■ **TASK GOAL**:
Reproduce each of the items below with "Note to the class" changed to "Note to the group" and all other text left unaltered. Omit the pictures from your answer.

↓↓↓

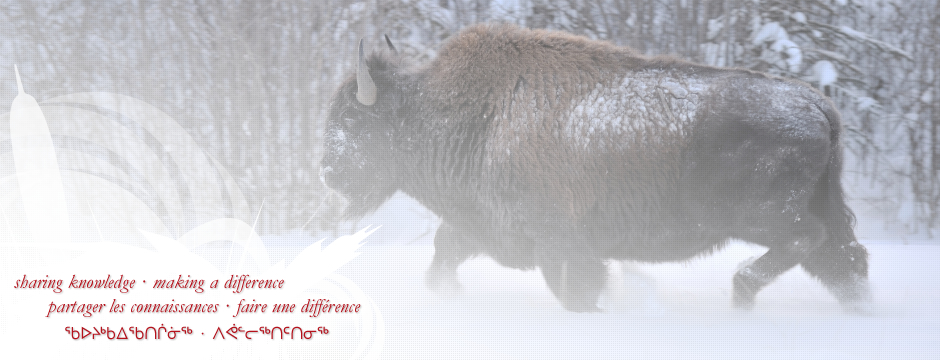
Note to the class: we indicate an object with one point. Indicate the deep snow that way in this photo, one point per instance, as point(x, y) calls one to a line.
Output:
point(673, 310)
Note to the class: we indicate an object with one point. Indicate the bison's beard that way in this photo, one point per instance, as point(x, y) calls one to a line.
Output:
point(362, 205)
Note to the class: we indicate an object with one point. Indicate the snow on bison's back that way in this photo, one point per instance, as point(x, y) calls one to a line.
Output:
point(550, 151)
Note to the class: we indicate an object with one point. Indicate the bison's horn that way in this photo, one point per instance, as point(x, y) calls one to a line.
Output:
point(390, 46)
point(366, 92)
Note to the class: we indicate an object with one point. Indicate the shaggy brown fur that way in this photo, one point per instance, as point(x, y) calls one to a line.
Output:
point(543, 149)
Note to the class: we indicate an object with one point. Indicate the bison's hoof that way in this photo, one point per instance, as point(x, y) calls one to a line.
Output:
point(745, 289)
point(444, 284)
point(581, 307)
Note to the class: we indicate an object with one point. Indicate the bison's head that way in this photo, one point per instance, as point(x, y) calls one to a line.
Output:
point(360, 148)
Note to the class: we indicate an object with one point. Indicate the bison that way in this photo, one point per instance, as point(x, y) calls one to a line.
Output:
point(546, 150)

↑↑↑

■ **FULL RESPONSE**:
Note to the group: we indicate an object with one point. Indicate the deep snow that way in this photo, one point per instance, as point(x, y) calls one to a line.
Output:
point(673, 310)
Note to the group: we indicate an object with one point. Indicate the bison's beard that way in this photo, one point per instance, as point(x, y) calls one to a line.
Output:
point(362, 205)
Note to the group: we indicate an object with one point. Indicate the snow on bison's back that way in this photo, one point per instance, as point(x, y) calls one to a line.
Output:
point(550, 151)
Note to the group: we indicate an object with one point. Indicate the bison's horn that way in this photo, one point per instance, as point(x, y) calls one to a line.
Output:
point(390, 46)
point(366, 92)
Note to the group: we indicate an object with one point. Indicate the shaggy brown fur that way in this photo, one point per instance, as point(x, y) calls one to a line.
Output:
point(543, 149)
Note to the group: we indicate an object with one point. Indicate the bison's hoof that way in this photo, one point per instance, as point(x, y) calls one to a line.
Output:
point(745, 289)
point(444, 284)
point(581, 307)
Note to the group: we indicate an object with one point. Indicate the bison's head that way in this photo, one point per instance, as point(x, y) calls one to a line.
Output:
point(360, 148)
Note to the group: we indicate an object with one point. Indicate the bison that way in this photo, one point per instance, as point(x, y) calls one to a line.
Output:
point(546, 150)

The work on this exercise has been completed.